■ Objectives ■
[1] List the secure transport layers that the security considerations text gives as examples.
[2] Collect every line of the records that contains the string "metal". Case counts.
──────── Selected excerpt
Security Considerations The three YANG modules in this document define groupings and will not be deployed as standalone modules. Their security implications may be context-dependent based on their use in other modules. The designers of modules that import these groupings must conduct their own analysis of the security considerations.

Considerations for the "ietf-tcp-common" YANG Module This section is modeled after the template defined in . The "ietf-tcp-common" YANG module defines "grouping" statements that are designed to be accessed via YANG-based management protocols, such as NETCONF and RESTCONF . Both of these protocols have mandatory-to-implement secure transport layers (e.g., Secure Shell (SSH) , TLS , and QUIC ) and mandatory-to-implement mutual authentication. The Network Configuration Access Control Model (NACM) provides the means to restrict access for particular users to a preconfigured subset of all available protocol operations and content. Please be aware that this YANG module uses groupings from other YANG modules that define nodes that may be considered sensitive or vulnerable in network environments. Please review the security considerations for dependent YANG modules for information as to which nodes may be considered sensitive or vulnerable in network environments. None of the readable data nodes defined in this YANG module are considered sensitive or vulnerable in network environments. The NACM "default-deny-all" extension has not been set for any data nodes defined in this module. None of the writable data nodes defined in this YANG module are considered sensitive or vulnerable in network environments. The NACM "default-deny-write" extension has not been set for any data nodes defined in this module. This module does not define any RPCs, actions, or notifications, and thus, the security considerations for such are not provided here.

Considerations for the "ietf-tcp-client" YANG Module This section is modeled after the template defined in . The "ietf-tcp-client" YANG module defines "grouping" statements that are designed to be accessed via YANG-based management protocols, such as NETCONF and RESTCONF . Both of these protocols have mandatory-to-implement secure transport layers (e.g., Secure Shell (SSH) , TLS , and QUIC ) and mandatory-to-implement mutual authentication. The Network Configuration Access Control Model (NACM) provides the means to restrict access for particular users to a preconfigured subset of all available protocol operations and content. Please be aware that this YANG module uses groupings from other YANG modules that define nodes that may be considered sensitive or vulnerable in network environments. Please review the security considerations for dependent YANG modules for information as to which nodes may be considered sensitive or vulnerable in network environments. One readable data node defined in this YANG module may be considered sensitive or vulnerable in some network environments. This node is as follows:

The "proxy-server/socks5-parameters/authentication-parameters/username-password/password" node:
- The "password" node defined in the "tcp-client-grouping" grouping is defined using the "password-grouping" grouping presented in . This grouping enables both cleartext and encrypted passwords to be configured. As the referenced document states, configuration of cleartext passwords is NOT RECOMMENDED. However, in the case cleartext values are configured, this node is additionally sensitive to read operations such that, in normal use cases, it should never be returned to a client. For this reason, the NACM "default-deny-all" extension has been applied to it.
────────────────
──────── Data listing
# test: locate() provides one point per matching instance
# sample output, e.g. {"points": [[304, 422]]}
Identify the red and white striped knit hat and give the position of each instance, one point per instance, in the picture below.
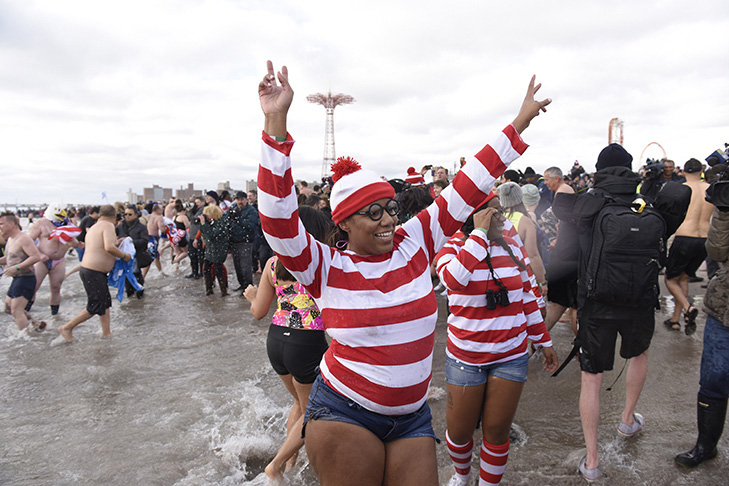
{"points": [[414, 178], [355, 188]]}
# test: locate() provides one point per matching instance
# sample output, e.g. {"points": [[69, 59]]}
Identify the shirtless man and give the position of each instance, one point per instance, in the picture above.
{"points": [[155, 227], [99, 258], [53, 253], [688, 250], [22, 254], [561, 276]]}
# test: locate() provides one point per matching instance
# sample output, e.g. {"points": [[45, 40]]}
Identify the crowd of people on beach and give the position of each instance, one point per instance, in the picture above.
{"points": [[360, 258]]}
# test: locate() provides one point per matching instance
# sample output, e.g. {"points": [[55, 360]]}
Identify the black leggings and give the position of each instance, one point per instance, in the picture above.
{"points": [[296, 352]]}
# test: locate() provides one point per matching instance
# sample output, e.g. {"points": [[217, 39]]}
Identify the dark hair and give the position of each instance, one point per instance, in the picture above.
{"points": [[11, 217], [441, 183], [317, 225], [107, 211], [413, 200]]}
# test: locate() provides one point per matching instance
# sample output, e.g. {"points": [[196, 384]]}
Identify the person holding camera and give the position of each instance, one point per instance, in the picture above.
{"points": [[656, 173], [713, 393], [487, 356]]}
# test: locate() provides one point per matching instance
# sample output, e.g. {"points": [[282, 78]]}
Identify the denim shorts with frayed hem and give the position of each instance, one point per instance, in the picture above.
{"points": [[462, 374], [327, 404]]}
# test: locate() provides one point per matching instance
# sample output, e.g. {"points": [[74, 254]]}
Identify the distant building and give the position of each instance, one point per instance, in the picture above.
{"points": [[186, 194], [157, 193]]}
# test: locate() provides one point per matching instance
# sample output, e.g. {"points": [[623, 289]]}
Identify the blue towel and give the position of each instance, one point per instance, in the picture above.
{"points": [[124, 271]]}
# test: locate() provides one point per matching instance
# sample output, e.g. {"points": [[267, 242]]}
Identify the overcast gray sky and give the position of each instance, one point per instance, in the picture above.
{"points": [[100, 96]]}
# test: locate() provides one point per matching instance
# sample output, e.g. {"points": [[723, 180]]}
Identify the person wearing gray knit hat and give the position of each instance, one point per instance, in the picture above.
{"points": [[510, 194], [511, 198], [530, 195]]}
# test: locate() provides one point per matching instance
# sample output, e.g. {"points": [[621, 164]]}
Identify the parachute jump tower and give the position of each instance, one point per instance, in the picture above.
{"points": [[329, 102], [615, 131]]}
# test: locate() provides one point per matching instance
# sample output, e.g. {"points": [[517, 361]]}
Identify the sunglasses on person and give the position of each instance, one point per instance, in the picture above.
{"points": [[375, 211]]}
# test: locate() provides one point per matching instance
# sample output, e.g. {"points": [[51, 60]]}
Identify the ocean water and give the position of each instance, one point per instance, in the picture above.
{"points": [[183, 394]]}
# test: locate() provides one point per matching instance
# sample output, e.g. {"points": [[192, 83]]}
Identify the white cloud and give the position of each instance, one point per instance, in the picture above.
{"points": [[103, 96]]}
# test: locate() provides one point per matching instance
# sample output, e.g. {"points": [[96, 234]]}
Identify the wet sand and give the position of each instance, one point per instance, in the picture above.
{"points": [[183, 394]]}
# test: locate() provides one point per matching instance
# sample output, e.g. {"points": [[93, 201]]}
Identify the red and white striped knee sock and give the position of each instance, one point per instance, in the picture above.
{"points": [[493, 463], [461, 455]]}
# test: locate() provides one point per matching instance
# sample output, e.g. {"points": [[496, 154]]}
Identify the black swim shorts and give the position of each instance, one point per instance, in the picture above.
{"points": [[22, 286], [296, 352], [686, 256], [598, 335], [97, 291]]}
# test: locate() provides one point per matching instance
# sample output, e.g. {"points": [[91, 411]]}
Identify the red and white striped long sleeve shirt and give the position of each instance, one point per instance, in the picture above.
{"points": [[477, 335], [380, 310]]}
────────────────
──────── Data listing
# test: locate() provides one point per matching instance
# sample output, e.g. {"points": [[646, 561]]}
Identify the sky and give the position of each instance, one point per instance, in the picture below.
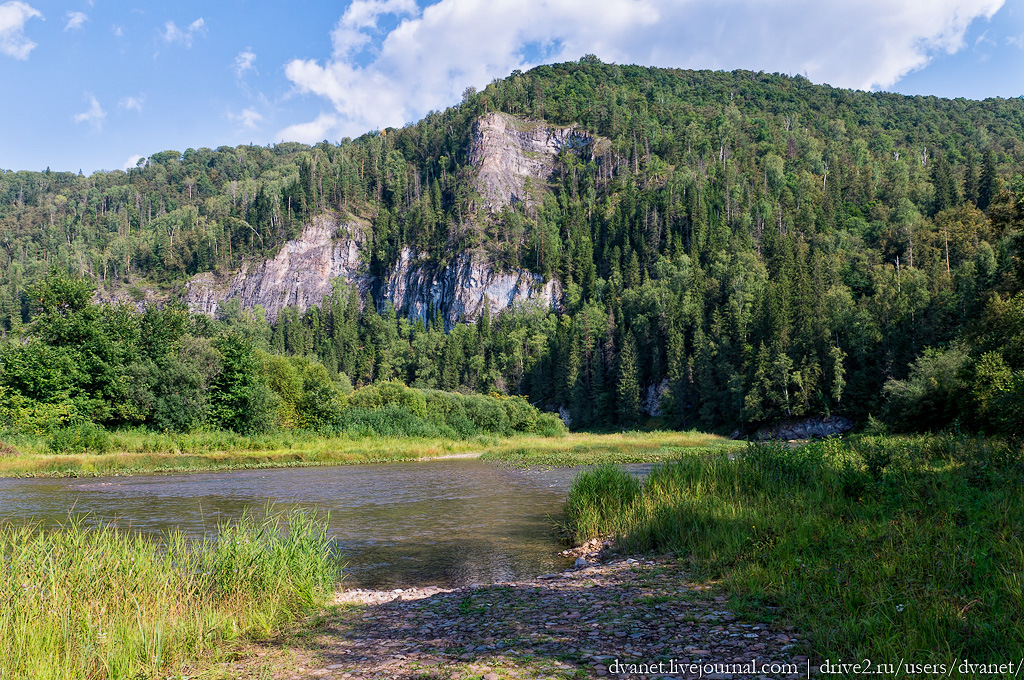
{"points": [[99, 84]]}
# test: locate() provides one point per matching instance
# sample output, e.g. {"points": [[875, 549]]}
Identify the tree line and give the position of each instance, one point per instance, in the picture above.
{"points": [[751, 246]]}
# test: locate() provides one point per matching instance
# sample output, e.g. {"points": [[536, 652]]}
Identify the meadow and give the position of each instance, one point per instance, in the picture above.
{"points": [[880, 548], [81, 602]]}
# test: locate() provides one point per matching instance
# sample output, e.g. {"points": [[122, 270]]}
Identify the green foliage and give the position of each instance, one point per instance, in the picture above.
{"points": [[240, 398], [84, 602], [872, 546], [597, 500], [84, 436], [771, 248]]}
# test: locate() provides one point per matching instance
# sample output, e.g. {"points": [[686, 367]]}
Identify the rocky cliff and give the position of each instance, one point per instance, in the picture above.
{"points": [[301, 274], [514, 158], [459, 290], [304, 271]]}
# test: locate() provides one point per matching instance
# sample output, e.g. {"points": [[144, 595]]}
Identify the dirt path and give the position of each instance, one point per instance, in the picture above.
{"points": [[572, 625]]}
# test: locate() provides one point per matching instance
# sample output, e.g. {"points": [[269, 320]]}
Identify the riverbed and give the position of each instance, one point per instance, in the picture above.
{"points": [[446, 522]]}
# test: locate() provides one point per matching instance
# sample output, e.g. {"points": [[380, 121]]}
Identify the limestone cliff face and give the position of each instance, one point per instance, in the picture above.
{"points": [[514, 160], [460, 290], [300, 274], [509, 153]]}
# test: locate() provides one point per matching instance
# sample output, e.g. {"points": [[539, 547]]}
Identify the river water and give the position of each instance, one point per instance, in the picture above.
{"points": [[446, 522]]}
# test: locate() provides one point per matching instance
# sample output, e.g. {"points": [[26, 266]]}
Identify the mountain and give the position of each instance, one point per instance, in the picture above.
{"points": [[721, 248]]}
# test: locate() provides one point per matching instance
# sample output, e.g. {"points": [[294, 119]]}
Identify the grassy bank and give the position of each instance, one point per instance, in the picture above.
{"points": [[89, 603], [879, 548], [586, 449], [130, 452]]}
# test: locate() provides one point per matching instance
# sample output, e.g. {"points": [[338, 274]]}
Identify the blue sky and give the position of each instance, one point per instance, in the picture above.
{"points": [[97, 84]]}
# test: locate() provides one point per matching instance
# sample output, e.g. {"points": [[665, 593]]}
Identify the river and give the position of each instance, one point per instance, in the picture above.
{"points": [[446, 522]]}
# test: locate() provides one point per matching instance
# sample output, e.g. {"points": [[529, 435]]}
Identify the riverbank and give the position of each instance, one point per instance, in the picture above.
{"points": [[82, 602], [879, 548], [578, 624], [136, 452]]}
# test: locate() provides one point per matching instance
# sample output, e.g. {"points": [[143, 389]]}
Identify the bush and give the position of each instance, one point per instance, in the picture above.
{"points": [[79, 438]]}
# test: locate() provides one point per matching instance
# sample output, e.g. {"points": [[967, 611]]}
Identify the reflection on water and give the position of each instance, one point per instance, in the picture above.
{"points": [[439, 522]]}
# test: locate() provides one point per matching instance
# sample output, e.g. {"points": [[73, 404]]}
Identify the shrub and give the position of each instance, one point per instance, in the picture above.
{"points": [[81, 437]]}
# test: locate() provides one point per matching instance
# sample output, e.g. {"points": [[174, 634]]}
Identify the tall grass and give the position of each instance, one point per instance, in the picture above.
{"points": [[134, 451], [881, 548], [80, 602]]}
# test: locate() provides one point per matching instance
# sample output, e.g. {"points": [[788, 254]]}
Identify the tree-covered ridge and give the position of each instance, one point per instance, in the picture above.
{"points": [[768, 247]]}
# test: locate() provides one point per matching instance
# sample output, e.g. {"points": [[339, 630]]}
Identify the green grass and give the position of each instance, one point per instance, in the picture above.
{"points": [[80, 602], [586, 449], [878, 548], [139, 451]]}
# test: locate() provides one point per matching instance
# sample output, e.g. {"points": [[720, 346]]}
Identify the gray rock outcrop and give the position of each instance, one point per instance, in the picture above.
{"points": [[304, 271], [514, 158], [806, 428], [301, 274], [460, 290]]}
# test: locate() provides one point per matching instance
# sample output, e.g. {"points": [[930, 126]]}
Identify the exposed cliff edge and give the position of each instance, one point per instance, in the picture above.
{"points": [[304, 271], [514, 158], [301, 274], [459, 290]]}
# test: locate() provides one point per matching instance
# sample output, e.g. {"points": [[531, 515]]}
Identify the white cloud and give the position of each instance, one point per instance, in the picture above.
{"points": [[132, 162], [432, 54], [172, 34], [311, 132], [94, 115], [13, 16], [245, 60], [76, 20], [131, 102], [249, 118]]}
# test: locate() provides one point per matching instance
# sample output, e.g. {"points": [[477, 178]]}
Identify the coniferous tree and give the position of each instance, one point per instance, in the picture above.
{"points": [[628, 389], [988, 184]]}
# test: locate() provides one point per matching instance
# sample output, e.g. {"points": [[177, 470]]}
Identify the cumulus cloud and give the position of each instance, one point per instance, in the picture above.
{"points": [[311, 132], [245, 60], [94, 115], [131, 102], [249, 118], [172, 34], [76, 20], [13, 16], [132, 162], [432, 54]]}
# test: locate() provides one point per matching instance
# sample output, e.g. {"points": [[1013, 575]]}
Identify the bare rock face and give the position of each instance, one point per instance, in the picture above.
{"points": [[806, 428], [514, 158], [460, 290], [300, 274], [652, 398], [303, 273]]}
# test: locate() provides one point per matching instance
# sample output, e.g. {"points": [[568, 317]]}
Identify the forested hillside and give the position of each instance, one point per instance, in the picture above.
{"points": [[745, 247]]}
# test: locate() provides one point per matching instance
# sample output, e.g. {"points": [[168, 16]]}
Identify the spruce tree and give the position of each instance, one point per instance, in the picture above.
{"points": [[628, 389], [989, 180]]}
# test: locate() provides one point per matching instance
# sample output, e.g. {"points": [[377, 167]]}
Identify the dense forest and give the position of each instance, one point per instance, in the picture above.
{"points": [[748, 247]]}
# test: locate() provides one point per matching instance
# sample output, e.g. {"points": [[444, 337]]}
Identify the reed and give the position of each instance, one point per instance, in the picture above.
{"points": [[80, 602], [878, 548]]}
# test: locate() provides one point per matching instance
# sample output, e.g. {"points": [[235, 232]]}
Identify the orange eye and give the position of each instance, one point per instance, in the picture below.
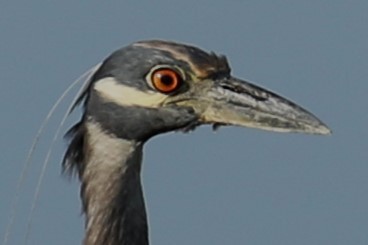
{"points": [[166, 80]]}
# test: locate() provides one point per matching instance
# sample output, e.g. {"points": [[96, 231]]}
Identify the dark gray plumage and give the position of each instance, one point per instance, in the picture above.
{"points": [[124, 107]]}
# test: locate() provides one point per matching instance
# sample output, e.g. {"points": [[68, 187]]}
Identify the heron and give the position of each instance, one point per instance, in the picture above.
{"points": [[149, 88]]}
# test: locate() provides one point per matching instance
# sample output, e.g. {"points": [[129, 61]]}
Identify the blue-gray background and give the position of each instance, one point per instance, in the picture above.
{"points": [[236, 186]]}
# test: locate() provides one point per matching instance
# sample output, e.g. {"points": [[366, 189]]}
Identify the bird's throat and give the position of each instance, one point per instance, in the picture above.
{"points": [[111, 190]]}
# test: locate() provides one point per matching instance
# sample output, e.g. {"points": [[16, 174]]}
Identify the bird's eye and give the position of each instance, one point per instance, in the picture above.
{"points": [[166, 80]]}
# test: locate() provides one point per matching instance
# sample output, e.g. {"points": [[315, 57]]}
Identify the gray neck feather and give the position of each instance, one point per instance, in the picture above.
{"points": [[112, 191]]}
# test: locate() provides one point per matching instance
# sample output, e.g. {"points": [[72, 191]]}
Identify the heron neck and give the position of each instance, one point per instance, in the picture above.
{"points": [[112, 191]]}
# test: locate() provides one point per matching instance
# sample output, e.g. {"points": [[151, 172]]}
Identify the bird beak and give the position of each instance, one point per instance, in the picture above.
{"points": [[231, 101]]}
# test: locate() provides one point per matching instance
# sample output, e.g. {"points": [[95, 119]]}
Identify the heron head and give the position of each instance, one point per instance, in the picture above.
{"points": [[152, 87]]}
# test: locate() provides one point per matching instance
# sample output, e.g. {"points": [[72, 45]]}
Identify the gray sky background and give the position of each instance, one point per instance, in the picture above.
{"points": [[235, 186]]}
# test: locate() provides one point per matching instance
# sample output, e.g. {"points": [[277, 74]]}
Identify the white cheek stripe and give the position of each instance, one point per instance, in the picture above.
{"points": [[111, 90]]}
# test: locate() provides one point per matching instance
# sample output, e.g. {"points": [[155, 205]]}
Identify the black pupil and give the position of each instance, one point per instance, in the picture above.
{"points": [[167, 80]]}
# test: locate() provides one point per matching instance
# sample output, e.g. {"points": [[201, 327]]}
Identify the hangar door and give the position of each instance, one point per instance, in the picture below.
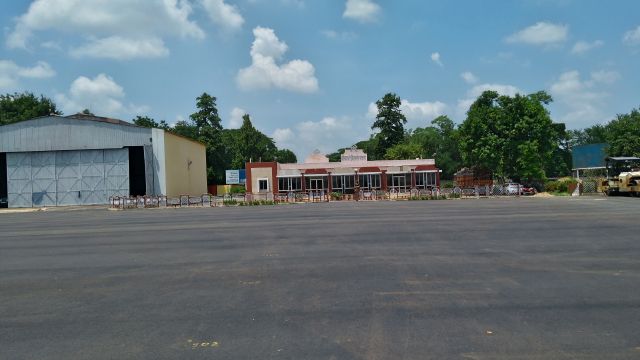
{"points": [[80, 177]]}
────────────────
──────── Data listing
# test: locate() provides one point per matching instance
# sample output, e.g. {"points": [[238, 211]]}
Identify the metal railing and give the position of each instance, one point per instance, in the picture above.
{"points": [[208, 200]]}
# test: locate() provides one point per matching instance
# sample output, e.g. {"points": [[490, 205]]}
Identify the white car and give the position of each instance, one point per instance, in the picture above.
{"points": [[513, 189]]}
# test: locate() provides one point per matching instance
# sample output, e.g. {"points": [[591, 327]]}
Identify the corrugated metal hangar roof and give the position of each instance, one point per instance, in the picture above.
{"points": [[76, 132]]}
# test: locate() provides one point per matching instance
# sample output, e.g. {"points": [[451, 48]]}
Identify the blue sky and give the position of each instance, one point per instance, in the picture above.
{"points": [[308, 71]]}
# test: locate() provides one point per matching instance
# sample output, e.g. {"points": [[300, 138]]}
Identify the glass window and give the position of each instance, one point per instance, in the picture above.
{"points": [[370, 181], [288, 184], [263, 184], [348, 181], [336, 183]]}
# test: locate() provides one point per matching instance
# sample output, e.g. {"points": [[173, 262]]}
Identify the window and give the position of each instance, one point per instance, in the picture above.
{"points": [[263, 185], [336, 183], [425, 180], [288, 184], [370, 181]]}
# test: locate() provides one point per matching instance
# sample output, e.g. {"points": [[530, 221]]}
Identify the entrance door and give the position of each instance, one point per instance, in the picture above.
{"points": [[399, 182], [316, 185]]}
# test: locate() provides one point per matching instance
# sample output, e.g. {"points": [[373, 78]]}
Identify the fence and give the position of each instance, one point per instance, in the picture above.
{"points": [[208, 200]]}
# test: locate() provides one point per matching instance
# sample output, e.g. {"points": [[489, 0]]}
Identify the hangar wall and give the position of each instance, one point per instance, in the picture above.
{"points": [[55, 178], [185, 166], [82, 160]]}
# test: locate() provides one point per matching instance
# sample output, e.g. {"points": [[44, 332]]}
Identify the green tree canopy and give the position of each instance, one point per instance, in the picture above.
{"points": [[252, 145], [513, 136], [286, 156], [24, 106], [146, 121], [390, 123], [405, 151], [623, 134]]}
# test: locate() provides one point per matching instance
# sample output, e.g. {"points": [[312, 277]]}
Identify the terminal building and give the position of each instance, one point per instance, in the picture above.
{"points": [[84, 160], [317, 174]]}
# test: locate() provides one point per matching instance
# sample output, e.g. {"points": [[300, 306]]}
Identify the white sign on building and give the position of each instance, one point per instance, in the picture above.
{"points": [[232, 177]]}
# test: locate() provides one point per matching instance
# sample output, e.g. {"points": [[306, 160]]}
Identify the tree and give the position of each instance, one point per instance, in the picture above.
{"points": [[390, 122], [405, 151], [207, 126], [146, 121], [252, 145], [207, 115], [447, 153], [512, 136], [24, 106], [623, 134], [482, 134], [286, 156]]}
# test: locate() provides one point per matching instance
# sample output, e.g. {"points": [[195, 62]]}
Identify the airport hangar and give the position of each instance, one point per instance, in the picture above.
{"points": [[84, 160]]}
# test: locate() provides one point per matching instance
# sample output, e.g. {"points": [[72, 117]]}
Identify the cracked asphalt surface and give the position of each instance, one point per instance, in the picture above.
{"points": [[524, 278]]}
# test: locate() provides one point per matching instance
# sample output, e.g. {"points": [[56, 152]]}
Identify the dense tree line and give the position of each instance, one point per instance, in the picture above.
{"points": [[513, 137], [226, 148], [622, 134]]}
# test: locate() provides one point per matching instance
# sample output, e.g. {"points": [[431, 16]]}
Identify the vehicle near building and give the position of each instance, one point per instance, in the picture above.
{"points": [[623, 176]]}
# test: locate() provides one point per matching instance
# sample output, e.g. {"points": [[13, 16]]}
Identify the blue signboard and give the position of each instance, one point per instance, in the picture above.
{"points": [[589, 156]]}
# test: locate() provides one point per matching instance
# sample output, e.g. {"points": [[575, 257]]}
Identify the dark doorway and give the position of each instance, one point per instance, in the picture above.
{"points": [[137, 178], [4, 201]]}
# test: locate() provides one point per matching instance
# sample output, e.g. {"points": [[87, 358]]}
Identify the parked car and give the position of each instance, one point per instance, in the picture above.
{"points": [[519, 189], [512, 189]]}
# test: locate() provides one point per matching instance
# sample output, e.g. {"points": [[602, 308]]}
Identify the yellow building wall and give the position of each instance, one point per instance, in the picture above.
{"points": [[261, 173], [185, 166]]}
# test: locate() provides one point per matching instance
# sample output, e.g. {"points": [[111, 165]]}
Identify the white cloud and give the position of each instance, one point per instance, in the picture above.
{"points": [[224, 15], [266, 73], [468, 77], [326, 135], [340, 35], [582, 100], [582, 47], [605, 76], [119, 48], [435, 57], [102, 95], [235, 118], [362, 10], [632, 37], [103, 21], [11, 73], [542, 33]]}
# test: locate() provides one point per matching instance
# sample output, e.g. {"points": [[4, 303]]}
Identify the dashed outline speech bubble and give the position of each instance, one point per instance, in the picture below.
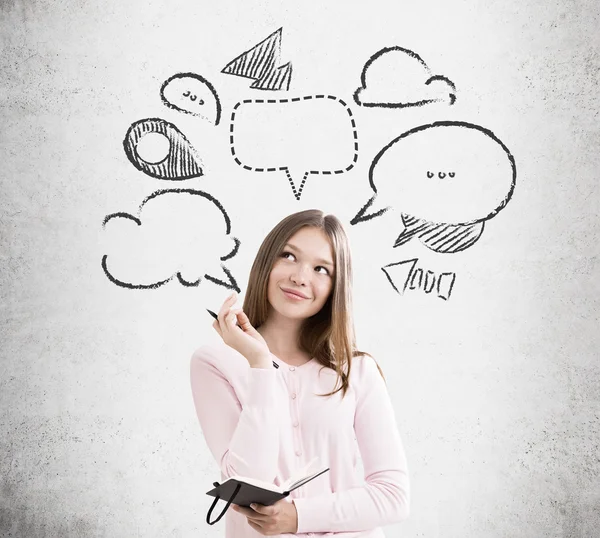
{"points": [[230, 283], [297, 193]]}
────────────────
■ The responses ■
[1] Secure Shell (SSH), TLS, QUIC

[2]
Identify the metal railing and give the position of each instance, one point per instance, in the picture above.
Identify the corrugated metal hangar roof and give the position of each instance, one point per instance, in the picture above.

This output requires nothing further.